> [Passage]
---------------

Retail Sales Forecasting

Note: Current documentation available on the GitHub repository is in Spanish. It will soon be updated to English.

Table of contents

  1. Introduction
  2. Objectives
  3. Understanding the problem
  4. Project design
  5. Data quality
  6. Exploratory data analysis
  7. Feature engineering and transformations
  8. Modelling
  9. Retraining and production scripts
  10. Conclusion

Introduction


The client is a large American retailer that desires to implement a sales prediction system based on artificial intelligence algorithms.

Notes:

  • This article presents a technical explanation of the development process followed in the project.
  • Source code can be found here.

Objectives


Developing a set of machine learning models on a three-year-history SQL database to predict sales for the next 8 days at the store-product level using massive modelling techniques.

Understanding the problem


One of the most frequent applications of data science is sales forecasting due to its direct impact on the balance sheet.

---------------

> [Problem requirements] Continue the retail sales forecasting write-up from its last sentence, carrying on the section on understanding the problem.

> [Location identification items]
---------------

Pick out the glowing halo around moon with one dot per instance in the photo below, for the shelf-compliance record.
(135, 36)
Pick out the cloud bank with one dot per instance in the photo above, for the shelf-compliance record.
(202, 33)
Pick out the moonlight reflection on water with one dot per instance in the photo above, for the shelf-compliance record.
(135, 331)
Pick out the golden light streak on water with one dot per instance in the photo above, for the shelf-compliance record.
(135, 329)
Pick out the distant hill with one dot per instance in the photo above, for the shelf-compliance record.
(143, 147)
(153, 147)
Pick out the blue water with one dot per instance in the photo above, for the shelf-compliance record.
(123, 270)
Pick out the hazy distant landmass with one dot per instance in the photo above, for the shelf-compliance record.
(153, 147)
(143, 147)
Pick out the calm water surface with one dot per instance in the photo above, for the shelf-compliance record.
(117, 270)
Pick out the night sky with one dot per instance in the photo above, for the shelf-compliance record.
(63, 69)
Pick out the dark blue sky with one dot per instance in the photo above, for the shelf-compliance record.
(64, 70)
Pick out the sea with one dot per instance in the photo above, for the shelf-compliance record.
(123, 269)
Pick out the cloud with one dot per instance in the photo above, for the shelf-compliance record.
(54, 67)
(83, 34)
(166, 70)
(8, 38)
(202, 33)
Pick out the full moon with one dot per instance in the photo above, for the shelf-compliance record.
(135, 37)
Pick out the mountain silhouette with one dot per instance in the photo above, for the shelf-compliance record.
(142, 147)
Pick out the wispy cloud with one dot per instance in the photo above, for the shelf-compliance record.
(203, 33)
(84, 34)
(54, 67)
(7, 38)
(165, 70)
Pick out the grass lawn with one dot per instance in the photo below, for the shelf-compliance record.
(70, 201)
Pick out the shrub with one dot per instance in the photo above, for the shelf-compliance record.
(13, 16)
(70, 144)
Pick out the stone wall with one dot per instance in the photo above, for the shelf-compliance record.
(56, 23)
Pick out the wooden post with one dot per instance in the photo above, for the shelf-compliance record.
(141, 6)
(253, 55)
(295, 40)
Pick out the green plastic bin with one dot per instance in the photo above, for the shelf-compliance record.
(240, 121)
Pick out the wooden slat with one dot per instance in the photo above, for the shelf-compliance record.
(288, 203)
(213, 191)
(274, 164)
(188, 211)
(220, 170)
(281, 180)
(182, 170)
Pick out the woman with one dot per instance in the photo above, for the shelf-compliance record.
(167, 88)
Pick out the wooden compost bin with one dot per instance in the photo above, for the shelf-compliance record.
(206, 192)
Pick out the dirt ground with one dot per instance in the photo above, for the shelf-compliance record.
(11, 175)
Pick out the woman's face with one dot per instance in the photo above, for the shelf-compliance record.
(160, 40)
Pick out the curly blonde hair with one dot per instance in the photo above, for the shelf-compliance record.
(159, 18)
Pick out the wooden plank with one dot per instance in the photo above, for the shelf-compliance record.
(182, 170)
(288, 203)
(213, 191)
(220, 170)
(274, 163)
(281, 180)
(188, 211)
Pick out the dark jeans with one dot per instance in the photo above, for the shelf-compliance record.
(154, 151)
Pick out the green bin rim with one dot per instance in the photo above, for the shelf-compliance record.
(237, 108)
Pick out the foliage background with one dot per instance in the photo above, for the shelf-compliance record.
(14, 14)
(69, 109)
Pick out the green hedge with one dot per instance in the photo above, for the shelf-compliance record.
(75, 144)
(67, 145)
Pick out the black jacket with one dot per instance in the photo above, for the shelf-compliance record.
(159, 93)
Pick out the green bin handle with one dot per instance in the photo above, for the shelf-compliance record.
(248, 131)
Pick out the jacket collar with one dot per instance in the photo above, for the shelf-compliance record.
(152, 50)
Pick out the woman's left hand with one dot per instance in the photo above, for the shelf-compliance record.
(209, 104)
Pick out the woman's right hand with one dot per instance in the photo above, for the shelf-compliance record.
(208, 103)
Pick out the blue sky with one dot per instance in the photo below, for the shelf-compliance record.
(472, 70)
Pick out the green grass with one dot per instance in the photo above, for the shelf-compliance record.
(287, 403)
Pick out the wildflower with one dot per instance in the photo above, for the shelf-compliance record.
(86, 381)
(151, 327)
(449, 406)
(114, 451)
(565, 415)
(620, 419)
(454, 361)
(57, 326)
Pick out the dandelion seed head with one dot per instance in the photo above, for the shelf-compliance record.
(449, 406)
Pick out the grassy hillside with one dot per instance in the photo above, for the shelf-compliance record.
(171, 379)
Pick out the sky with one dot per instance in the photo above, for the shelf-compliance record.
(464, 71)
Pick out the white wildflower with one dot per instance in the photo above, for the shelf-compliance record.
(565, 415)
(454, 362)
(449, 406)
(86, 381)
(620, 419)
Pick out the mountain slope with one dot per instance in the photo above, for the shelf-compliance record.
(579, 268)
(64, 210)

---------------

> [Output for this exercise]
Sales forecasting is aimed at improving the following processes:

  • Supplier relationship management: by having the prediction of customer demand in numbers, it’s possible to calculate how many products to order, making it easy for managers to decide whether the company needs new supply chains or to reduce the number of suppliers.
  • Customer relationship management: customers planning to buy something expect the products they want to be available immediately. Demand forecasting allows to predict which categories of products need to be purchased in the next period from a specific store location. This improves customer satisfaction and commitment to the brand.
  • Order fulfillment and logistics: sales forecasting features optimising supply chains. This means that at the time of order, the product will be more likely to be in stock, and unsold goods won’t occupy prime retail space.
  • Marketing campaigns: forecasting is often used to adjust ads and marketing campaigns and can influence the number of sales. This is one of the use cases of machine learning in marketing. Sophisticated machine learning forecasting models can take marketing data into account as well.
  • Manufacturing flow management: being part of the ERP, the time series-based demand forecasting predicts production needs based on how many goods will eventually be sold.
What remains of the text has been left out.